[Stored data entries]

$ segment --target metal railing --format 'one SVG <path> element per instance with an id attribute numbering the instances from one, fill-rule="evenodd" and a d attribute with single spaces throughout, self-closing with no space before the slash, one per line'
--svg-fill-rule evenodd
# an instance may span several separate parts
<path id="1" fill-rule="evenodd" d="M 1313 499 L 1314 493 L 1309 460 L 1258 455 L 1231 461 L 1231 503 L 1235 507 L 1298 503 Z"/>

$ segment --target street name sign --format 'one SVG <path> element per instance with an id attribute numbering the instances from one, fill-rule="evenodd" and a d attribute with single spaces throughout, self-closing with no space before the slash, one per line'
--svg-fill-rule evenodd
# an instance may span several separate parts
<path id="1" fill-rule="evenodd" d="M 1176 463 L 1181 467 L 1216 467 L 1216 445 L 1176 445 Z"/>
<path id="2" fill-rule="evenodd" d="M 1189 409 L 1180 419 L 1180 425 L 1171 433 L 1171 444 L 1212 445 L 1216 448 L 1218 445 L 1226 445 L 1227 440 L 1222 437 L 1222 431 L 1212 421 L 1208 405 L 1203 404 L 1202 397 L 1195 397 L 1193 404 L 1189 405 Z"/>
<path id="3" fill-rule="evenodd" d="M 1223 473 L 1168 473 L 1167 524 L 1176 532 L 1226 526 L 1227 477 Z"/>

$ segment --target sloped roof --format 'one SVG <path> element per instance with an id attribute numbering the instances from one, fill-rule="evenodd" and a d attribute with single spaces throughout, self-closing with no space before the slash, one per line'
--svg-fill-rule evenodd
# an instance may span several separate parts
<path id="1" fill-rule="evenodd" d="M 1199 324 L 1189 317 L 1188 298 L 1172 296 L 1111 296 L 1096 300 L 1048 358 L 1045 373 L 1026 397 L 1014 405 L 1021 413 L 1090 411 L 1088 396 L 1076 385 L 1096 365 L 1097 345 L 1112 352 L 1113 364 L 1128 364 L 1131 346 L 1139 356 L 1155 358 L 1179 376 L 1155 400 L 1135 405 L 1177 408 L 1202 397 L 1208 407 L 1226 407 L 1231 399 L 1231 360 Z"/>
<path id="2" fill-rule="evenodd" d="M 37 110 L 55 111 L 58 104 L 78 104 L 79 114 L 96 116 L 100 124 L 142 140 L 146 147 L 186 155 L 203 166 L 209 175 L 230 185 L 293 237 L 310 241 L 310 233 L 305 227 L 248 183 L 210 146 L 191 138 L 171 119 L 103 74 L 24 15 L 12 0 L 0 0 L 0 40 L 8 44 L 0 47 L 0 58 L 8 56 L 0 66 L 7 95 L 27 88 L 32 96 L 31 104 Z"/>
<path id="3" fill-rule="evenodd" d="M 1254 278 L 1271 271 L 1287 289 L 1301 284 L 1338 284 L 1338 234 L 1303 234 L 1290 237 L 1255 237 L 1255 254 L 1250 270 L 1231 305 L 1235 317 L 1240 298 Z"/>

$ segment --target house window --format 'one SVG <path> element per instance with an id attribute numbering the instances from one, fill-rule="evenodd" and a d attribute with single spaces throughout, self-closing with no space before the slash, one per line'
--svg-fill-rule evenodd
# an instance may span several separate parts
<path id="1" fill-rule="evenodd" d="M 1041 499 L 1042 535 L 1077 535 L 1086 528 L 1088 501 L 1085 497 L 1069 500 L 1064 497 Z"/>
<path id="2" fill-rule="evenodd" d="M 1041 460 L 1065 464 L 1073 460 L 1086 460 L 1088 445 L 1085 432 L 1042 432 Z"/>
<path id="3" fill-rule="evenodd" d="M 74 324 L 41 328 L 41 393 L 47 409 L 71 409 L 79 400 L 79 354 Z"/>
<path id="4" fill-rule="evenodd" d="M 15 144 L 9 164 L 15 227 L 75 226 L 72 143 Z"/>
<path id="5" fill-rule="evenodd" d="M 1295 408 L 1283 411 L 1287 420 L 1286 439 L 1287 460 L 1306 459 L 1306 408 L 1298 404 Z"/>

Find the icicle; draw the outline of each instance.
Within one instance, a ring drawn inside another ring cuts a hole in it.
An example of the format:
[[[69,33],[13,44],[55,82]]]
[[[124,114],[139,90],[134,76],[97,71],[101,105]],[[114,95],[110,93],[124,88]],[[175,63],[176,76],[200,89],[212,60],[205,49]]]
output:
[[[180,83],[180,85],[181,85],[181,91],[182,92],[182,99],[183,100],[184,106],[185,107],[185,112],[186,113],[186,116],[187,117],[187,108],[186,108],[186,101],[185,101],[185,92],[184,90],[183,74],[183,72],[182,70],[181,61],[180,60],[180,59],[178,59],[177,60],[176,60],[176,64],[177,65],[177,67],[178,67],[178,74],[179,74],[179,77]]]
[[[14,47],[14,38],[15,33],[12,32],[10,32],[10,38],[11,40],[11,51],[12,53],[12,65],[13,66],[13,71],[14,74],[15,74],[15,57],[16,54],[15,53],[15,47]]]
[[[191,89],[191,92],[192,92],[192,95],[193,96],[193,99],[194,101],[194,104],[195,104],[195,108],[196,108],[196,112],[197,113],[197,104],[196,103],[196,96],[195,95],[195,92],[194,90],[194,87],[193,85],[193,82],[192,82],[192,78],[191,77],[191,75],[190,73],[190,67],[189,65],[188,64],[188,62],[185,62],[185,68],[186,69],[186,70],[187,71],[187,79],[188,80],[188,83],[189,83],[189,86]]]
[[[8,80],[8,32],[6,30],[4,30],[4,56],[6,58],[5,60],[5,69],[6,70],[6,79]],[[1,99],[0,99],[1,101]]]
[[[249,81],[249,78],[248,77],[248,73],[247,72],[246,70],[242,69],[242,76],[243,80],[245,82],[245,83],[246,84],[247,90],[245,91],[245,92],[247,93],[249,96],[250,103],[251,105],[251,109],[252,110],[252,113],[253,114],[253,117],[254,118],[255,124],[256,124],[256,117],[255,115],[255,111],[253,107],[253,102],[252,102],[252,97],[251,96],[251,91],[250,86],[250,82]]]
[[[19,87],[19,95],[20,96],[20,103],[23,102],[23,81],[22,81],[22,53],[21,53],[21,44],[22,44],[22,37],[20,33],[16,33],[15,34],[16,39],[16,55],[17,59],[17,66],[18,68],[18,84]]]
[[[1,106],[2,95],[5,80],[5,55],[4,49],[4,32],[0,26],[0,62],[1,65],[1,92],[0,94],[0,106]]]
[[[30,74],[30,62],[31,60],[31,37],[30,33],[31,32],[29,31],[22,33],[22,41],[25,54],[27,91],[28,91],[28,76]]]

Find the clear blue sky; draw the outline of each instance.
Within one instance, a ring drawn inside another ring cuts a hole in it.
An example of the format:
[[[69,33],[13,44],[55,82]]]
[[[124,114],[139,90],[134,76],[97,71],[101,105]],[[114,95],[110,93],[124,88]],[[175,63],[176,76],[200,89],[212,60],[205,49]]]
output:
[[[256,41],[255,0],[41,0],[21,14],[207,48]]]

**THE PROBLEM**
Reproduce the lines above, switching "separate parts" to "disjoint pieces" wherever it occurs and leaving everything else unchanged.

**SOLUTION**
$ segment --target metal railing --format 'one SVG <path> element per instance with an id attribute numbering the instances from one, fill-rule="evenodd" and a d attribute with single spaces throughout, self-closing with no space before the slash, one per line'
--svg-fill-rule evenodd
# an instance may span several disjoint pieces
<path id="1" fill-rule="evenodd" d="M 1313 499 L 1314 493 L 1309 460 L 1258 455 L 1231 461 L 1231 503 L 1235 507 L 1298 503 Z"/>

$ segment --target street name sign --format 'one SVG <path> element per instance with an id attribute numbering the instances from one, fill-rule="evenodd" and a d attribute with single spaces throughout, self-closing with no space before the slash, one per line'
--svg-fill-rule evenodd
# an instance may span several disjoint pieces
<path id="1" fill-rule="evenodd" d="M 1176 463 L 1181 467 L 1216 467 L 1216 445 L 1176 445 Z"/>
<path id="2" fill-rule="evenodd" d="M 1189 409 L 1180 419 L 1180 425 L 1171 433 L 1171 444 L 1212 445 L 1216 448 L 1218 445 L 1226 445 L 1227 440 L 1222 437 L 1222 431 L 1212 421 L 1208 405 L 1203 404 L 1202 397 L 1195 397 L 1193 404 L 1189 405 Z"/>
<path id="3" fill-rule="evenodd" d="M 1223 473 L 1168 473 L 1167 524 L 1176 532 L 1226 526 L 1227 477 Z"/>

$ segment --target sloped roof --format 'one SVG <path> element per instance with an id attribute numbering the instances from one, fill-rule="evenodd" and a d attribute with single spaces throughout, self-closing with no space before the slash, one per line'
--svg-fill-rule evenodd
# an instance may span several disjoint pieces
<path id="1" fill-rule="evenodd" d="M 1199 324 L 1189 317 L 1188 298 L 1172 296 L 1111 296 L 1096 300 L 1048 358 L 1045 373 L 1026 397 L 1014 405 L 1021 413 L 1090 411 L 1088 396 L 1076 385 L 1096 365 L 1097 345 L 1112 352 L 1113 364 L 1128 364 L 1131 346 L 1139 356 L 1155 358 L 1179 376 L 1155 400 L 1135 405 L 1177 408 L 1202 397 L 1208 407 L 1226 407 L 1231 399 L 1231 360 Z"/>
<path id="2" fill-rule="evenodd" d="M 37 110 L 55 111 L 58 104 L 78 104 L 79 114 L 96 116 L 100 124 L 142 140 L 146 147 L 186 155 L 203 166 L 209 175 L 230 185 L 293 237 L 310 241 L 310 233 L 305 227 L 248 183 L 210 146 L 191 138 L 171 119 L 103 74 L 24 15 L 12 0 L 0 0 L 0 40 L 8 44 L 0 47 L 0 58 L 8 56 L 0 66 L 7 95 L 27 88 L 32 96 L 31 104 Z"/>
<path id="3" fill-rule="evenodd" d="M 1254 278 L 1271 271 L 1287 289 L 1301 284 L 1338 284 L 1338 234 L 1303 234 L 1290 237 L 1255 237 L 1255 254 L 1250 270 L 1231 305 L 1235 317 L 1240 298 Z"/>

$ segment --target house window --format 'one SVG <path> element per instance with an id attribute numbering the instances from one, fill-rule="evenodd" and a d attribute with single spaces throughout, self-closing with no space before the slash, one per line'
--svg-fill-rule evenodd
# an instance may span several disjoint pieces
<path id="1" fill-rule="evenodd" d="M 1041 499 L 1042 535 L 1077 535 L 1086 528 L 1088 501 L 1085 497 L 1069 500 L 1064 497 Z"/>
<path id="2" fill-rule="evenodd" d="M 1041 460 L 1065 464 L 1073 460 L 1086 460 L 1088 445 L 1085 432 L 1042 432 Z"/>
<path id="3" fill-rule="evenodd" d="M 74 324 L 41 328 L 41 393 L 47 409 L 71 409 L 79 400 L 79 354 Z"/>
<path id="4" fill-rule="evenodd" d="M 15 144 L 9 164 L 15 227 L 75 226 L 72 143 Z"/>
<path id="5" fill-rule="evenodd" d="M 1295 408 L 1283 411 L 1287 420 L 1286 439 L 1287 460 L 1306 459 L 1306 408 L 1298 404 Z"/>

Find the icicle; draw the outline of each instance.
Within one instance, a ring drawn inside another ring cuts a hole in it.
An example of the format:
[[[69,33],[13,44],[55,82]]]
[[[124,114],[139,90],[134,76],[97,71],[101,105]],[[114,95],[110,93],[124,88]],[[175,63],[176,76],[200,89],[212,60],[205,49]]]
output:
[[[180,83],[180,85],[181,85],[181,91],[182,92],[182,99],[183,100],[184,106],[185,107],[185,112],[186,113],[186,116],[187,117],[187,108],[186,108],[186,101],[185,101],[185,92],[184,90],[183,74],[183,72],[182,70],[181,61],[180,60],[180,59],[178,59],[177,60],[176,60],[176,64],[177,65],[177,67],[178,67],[178,74],[179,74],[179,77]]]
[[[14,47],[14,38],[15,33],[12,32],[10,32],[10,38],[11,40],[11,51],[12,53],[12,65],[13,66],[13,71],[14,74],[15,74],[15,57],[16,54],[15,53],[15,47]]]
[[[191,89],[191,92],[192,92],[192,95],[193,96],[193,99],[194,101],[194,104],[195,104],[195,108],[196,108],[196,112],[197,113],[197,104],[196,103],[196,96],[195,95],[195,92],[194,90],[194,87],[193,85],[193,82],[192,82],[192,78],[191,77],[191,75],[190,73],[190,67],[189,65],[188,64],[188,62],[185,62],[185,68],[186,69],[186,70],[187,71],[187,79],[188,80],[188,83],[189,83],[189,86]]]
[[[8,80],[8,32],[6,30],[4,30],[4,56],[6,58],[5,60],[5,69],[6,70],[6,79]],[[1,99],[0,99],[1,101]]]
[[[249,81],[249,78],[248,77],[248,73],[247,72],[246,70],[242,69],[242,76],[243,80],[245,82],[245,83],[246,84],[247,90],[245,91],[245,92],[247,93],[249,96],[250,103],[251,105],[251,109],[252,110],[252,113],[253,114],[253,117],[254,118],[255,124],[256,124],[256,117],[255,115],[255,111],[253,107],[253,102],[252,102],[252,97],[251,96],[251,91],[250,86],[250,82]]]
[[[19,87],[19,95],[20,96],[20,103],[23,102],[23,81],[22,81],[22,53],[21,53],[21,44],[22,44],[22,37],[20,33],[16,33],[15,34],[16,39],[16,55],[17,59],[17,66],[18,68],[18,84]]]
[[[1,106],[2,95],[5,80],[5,55],[4,49],[4,32],[0,26],[0,62],[1,65],[1,92],[0,94],[0,106]]]
[[[30,74],[30,62],[31,60],[31,37],[30,33],[31,32],[29,31],[22,33],[22,41],[25,54],[27,91],[28,91],[28,76]]]

Find the clear blue sky; draw the outline of each instance.
Within one instance, a ring drawn inside another ring cuts a hole in it.
An example of the format:
[[[69,33],[13,44],[55,82]]]
[[[124,114],[139,90],[134,76],[97,71],[101,105]],[[114,95],[110,93],[124,88]],[[175,63],[176,76],[200,89],[212,60],[205,49]]]
output:
[[[256,41],[255,0],[41,0],[21,14],[207,48]]]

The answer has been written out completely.